▶ **Selected text**:
Benjamin Franklin famously observed, “The only two things you can count on in life are death and taxes.” To which an unknown wag offered the sardonic and almost equally famous rejoinder, “That may be true, but at least death doesn’t get worse every time Congress reconvenes.”
Let’s start by belaboring the obvious and note that high taxation makes it challenging to create and accumulate wealth. Sure, everyone should contribute a fair amount toward the functions of government, but even the most patriotic Americans could feel just as patriotic while paying a whole lot less. Unfortunately, it is generally difficult to escape the long reach of the (tax) law; fortunately, however, there is one specific tax-reduction tool widely available to all U.S. taxpayers—namely, the Roth IRA and its kissing cousin, the Roth 401(k).
The sales pitch for a Roth IRA is compelling: Money is contributed to the account on an after-tax basis, meaning that people do not get a current income-tax deduction for the contribution. But once the money is invested it can go into almost any investment activity you please (subject to the limitations imposed by the account custodian) and all income earned from those investment activities—whether it’s interest, dividends or capital gain—is excluded from current federal income tax (and typically state income tax) at both the IRA level and at the taxpayer level. Moreover, when it comes time to distribute funds from the Roth IRA in the future, these distributions are likewise fully exempt from federal (and usually state) income taxation. Thus, the Roth IRA allows taxpayers to enjoy a tax-free investment that earns a full market rate of return. All in all, a very sweet deal.
A Roth IRA (like the regular IRA) is generally limited to passive investments, and only a very limited amount of income each year can be derived from an activity characterized as trade or business (for example, the IRA must earn less than $1,000 per year of taxable income from public limited partnerships or other active businesses or else it must file a tax return and pay income tax). But this is an easy problem to avoid, and the opportunity to enjoy full market-rate tax-exempt investment returns is a major wealth-building opportunity.

▶ **Rows**:

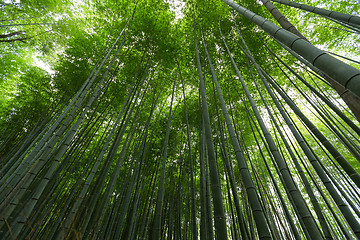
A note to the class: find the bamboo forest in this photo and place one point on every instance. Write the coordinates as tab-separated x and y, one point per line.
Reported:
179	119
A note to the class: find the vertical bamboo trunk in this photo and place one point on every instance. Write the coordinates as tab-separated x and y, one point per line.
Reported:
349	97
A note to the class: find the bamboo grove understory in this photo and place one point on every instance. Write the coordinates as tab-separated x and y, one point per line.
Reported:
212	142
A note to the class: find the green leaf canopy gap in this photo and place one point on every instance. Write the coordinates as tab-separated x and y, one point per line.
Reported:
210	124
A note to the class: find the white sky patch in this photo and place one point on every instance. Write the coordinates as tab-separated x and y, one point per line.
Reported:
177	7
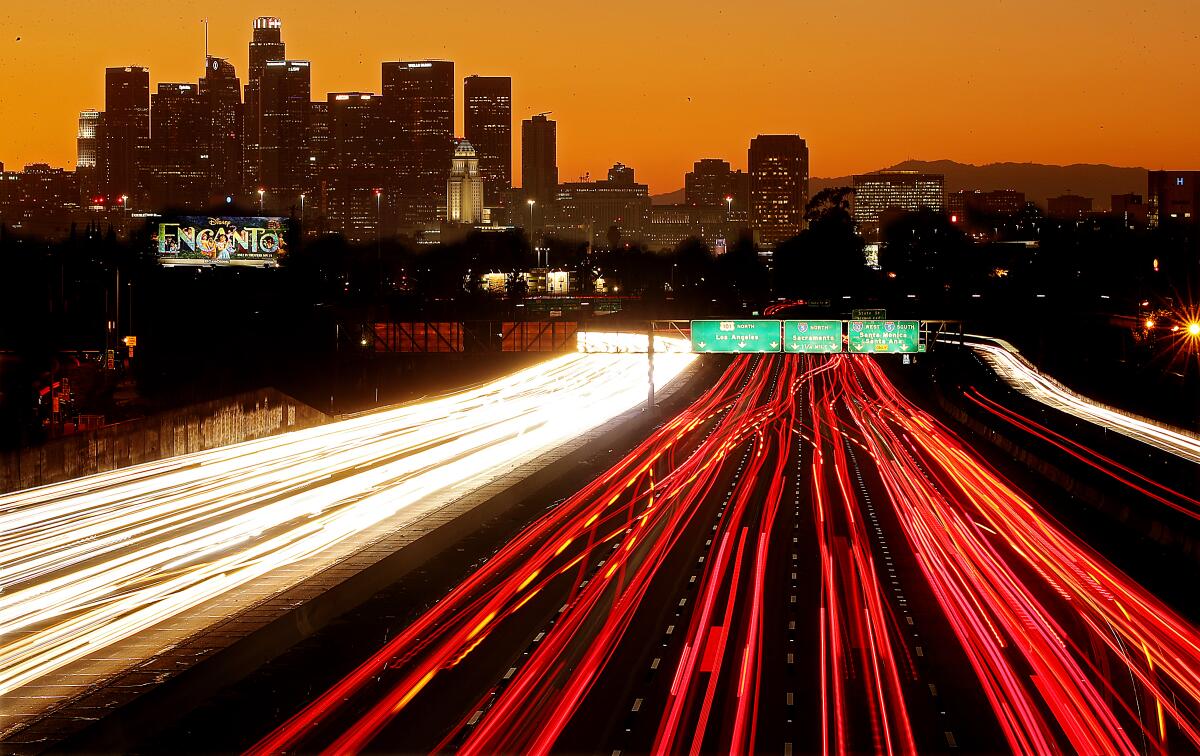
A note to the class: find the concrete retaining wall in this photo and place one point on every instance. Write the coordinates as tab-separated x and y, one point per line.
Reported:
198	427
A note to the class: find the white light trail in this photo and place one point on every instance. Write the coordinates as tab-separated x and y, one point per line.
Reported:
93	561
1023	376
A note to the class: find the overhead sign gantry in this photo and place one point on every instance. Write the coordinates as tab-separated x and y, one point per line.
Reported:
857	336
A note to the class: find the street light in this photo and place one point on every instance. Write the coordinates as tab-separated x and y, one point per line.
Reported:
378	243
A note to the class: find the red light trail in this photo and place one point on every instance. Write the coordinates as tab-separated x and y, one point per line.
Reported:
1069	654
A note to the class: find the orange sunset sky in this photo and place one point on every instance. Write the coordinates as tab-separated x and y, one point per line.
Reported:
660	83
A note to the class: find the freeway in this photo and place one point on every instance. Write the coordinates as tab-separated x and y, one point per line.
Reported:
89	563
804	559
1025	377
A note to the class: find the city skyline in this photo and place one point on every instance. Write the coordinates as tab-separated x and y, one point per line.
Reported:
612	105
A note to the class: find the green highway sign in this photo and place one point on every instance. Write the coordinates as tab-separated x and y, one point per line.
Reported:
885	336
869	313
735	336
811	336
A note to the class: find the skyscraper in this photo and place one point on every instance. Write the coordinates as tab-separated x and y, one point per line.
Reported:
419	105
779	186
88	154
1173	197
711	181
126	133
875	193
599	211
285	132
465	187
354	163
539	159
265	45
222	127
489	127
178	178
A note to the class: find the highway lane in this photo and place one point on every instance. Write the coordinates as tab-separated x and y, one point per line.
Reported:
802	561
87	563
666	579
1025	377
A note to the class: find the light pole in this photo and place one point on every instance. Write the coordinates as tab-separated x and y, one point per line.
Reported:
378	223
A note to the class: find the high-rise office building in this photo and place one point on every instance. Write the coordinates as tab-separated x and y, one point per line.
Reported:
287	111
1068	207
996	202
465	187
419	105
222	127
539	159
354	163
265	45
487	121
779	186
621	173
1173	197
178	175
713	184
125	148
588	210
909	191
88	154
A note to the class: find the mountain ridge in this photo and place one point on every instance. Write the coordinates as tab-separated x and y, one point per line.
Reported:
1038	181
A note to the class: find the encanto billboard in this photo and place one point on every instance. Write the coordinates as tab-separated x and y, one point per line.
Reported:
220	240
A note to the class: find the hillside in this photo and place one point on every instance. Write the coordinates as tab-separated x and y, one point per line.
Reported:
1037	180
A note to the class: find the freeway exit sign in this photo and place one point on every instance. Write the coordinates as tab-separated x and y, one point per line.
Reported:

▶ **Problem to solve**: Resume the piece on Roth IRAs and taxes, picking up right after its last sentence.

▶ **Answer for this exercise**:
The Math: Regular IRAs Vs. Roths
A Roth IRA is best understood by comparison to its older relative, the regular individual retirement account. The regular IRA was authorized in the early 1980s, and U.S. taxpayers were originally allowed to contribute $2,000 per year (which is tax-deductible) into the account (the contribution limit in 2023 is now up to $6,500 for younger taxpayers and $7,500 for taxpayers over 50). The IRA then allows the investment to compound tax-free, and it makes taxable distributions to the investors after they reach age 59½. Distributions before that age (as of 2023) are subject to a 10% penalty for early withdrawal (in addition to income taxation of the distribution). It’s worth noting that over time Congress realized the political expediency of giving taxpayers penalty-free early access to their funds and developed a variety of “hardship” exceptions to the early withdrawal penalty.
The math is relatively straightforward when you’re comparing a Roth IRA to a regular one. But your ultimate decision about which vehicle to choose will turn on your ability to predict your financial life path and your marginal income tax rates far into the future. In other words, it’s very challenging. Or nearly impossible.
The first insight is that if your income tax rates stay exactly the same over time, and if your investment return is the same in both vehicles, then the net after-tax result of investing in either the regular IRA or the Roth is exactly the same!
Let’s take Taxpayer X, who is trying to decide whether to contribute money for 2023 into a regular IRA or a Roth. This individual expects to earn the exact same investment return over 10 years, anticipating that funds in both vehicles would double in value. We’re also assuming the income tax rate is exactly 40% in 2023 (using round numbers for simplicity) and that it will remain at exactly 40% through 2033. So the taxpayer is trying to decide whether to contribute $1,666.67 into a regular IRA, or pay the 40% tax on $1,666.67 and contribute the after-tax amount, or $1,000, into a Roth IRA.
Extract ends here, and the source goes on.